(WORK INSTRUCTIONS):
- 1) In three sentences, summarize the discussion thread below about San Francisco's election.
- 2) The discussion thread below about San Francisco's election names the progressives who will join Tom Ammiano on the board of supervisors. List them all.

* BEGIN PAGE EXCERPT *

"Guess what, folks: We're taking back San Francisco."
December 14, 2000 7:50 AM   Subscribe

"Guess what, folks: We're taking back San Francisco." -- Woo Hoo! Forget BushGore; on Tuesday progressives won big time in San Francisco. Chris Daly seriously kicked ass in my district, while progressives Matt Gonzalez (yes!), Aaron Peskin, Jake McGoldrick, Sophenia Maxwell and Gerardo Sandoval, will all join our hero Tom Ammiano on the board of supervisors. Take that, Willy Brown.
posted by johnb (9 comments total)
 
This is the last gasp -- Asian and moderate-white homeowner votes will take over at least 7 of the 11 SF districts in the next 4 or 8 years.

No way will people allow crazy-left politics to threaten their $500,000+ home investments. SF is inexorably on its way to becoming a bedroom suburb to Silicon Valley, with suburban demographics and suburban voting patterns.
posted by MattD at 8:10 AM on December 14, 2000 [1 favorite]


From the linked page:

It was incredible standing there with all these people clinking wine glasses and saying, "This is our city now."

I'll say it would be incredible, in the literal sense of being beyond belief. Imagine Bush saying "This is my country now." (Wouldn't the press have a field day with that one!) "We're taking back San Francisco," they say, as if they invented it. Wine isn't the only thing they're drunk on.

Nobody likes a sore winner.
posted by kindall at 8:27 AM on December 14, 2000


Sure, that rhetoric is a bit bombastic. Still, city government can now more appropriately be said to be "ours" in the sense of being more responsive to the broad interests of the majority of San Franciscans. That's progress, I say.

* END PAGE EXCERPT *
* BEGIN RAW DATA *

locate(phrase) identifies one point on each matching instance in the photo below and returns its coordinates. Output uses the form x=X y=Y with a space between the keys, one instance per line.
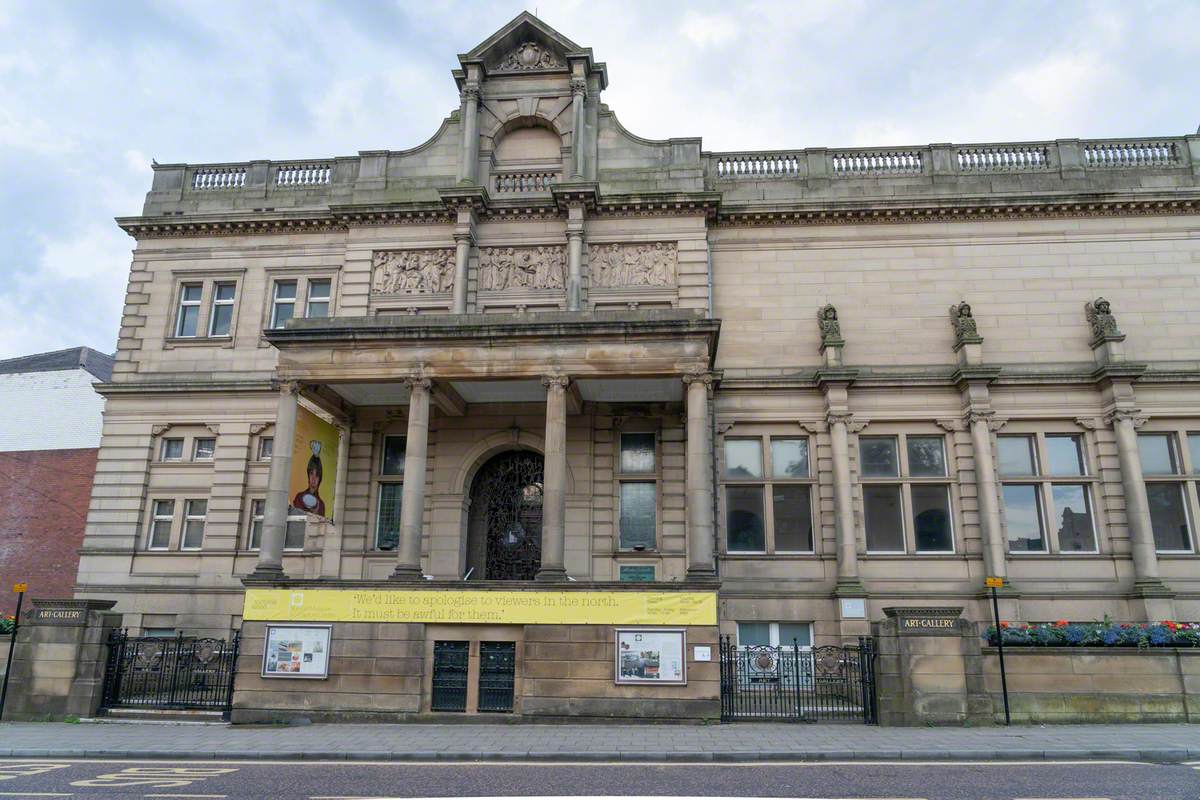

* END RAW DATA *

(FINAL RESULTS):
- 1) A post celebrates Tuesday's progressive victories in San Francisco, noting Chris Daly's win in the poster's district and the progressives who will join Tom Ammiano on the board of supervisors. One reply calls this the last gasp and predicts that Asian and moderate-white homeowner votes will take over at least 7 of the 11 districts within 4 or 8 years. Another reply mocks the "This is our city now" rhetoric as coming from sore winners, and a later comment concedes the rhetoric is bombastic but calls a city government more responsive to the majority progress.

- 2)
Matt Gonzalez
Aaron Peskin
Jake McGoldrick
Sophenia Maxwell
Gerardo Sandoval